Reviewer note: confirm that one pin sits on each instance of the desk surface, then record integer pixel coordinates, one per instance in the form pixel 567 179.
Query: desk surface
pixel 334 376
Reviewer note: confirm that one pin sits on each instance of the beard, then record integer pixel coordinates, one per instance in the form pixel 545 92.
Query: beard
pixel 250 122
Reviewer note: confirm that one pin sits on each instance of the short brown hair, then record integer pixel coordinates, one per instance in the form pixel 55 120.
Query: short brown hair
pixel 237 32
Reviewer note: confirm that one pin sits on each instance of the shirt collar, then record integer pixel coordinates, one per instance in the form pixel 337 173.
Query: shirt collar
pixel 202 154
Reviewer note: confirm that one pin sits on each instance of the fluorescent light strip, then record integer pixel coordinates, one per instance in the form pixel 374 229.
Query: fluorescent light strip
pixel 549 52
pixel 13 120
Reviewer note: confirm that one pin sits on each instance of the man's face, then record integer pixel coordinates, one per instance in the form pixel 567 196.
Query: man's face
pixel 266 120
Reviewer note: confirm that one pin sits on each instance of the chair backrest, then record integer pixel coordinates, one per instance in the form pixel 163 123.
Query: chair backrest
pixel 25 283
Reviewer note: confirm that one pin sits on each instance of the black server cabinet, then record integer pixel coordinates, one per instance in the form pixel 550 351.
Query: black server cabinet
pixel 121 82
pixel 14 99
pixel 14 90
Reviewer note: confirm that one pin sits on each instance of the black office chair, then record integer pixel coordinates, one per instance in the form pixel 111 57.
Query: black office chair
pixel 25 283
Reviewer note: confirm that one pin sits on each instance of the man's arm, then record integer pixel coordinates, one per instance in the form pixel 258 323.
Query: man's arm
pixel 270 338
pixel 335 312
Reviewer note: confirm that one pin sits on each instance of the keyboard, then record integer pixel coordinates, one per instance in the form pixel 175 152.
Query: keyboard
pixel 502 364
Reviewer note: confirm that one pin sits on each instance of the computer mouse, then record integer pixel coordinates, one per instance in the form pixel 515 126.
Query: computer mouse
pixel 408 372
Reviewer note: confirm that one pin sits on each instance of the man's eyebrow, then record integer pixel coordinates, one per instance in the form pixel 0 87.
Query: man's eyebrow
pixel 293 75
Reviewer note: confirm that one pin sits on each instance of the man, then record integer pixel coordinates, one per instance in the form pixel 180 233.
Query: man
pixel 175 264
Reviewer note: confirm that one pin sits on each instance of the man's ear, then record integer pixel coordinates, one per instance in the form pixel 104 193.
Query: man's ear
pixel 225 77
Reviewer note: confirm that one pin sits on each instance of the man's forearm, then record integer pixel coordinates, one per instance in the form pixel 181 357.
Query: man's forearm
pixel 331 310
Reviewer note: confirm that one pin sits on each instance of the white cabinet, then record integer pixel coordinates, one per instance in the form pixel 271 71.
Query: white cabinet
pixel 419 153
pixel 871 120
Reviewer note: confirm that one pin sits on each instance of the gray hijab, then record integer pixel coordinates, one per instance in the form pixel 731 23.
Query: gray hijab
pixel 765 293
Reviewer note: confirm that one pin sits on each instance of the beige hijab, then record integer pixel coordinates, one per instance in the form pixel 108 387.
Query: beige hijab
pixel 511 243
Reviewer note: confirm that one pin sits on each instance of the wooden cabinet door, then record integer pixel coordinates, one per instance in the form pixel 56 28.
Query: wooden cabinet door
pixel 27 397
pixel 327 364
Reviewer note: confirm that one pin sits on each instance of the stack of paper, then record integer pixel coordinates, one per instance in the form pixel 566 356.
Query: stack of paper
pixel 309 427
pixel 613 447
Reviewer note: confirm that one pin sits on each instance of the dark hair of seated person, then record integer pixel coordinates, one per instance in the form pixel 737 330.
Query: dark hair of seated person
######
TASK → Copy out, unchanged, the lines of the data above from the line with "pixel 567 196." through the line with "pixel 335 312", including both of those lines.

TASK RESPONSE →
Reviewer note: confirm that one pin sits on each instance of the man's face, then record integer pixel coordinates, one per instance in the form pixel 567 196.
Query: man's face
pixel 266 120
Reviewer note: confirm that one pin sits on each instance of the chair backrest, then record integer pixel coordinates, one per instance in the form pixel 163 123.
Query: chair backrest
pixel 25 283
Reviewer note: confirm that one pin sits on each instance of the black server cabinet, then record integer pixel coordinates, one per instance in the form pixel 550 351.
Query: black server cabinet
pixel 121 82
pixel 14 99
pixel 14 90
Reviewer note: confirm that one pin sits on each instance of the black office chair, then record integer pixel coordinates, one per instance in the form pixel 111 57.
Query: black office chair
pixel 25 283
Reviewer note: confirm that one pin sits on each instance of the man's arm, then record integer pixel coordinates, one per instance in the form pixel 258 323.
Query: man's arm
pixel 270 338
pixel 335 312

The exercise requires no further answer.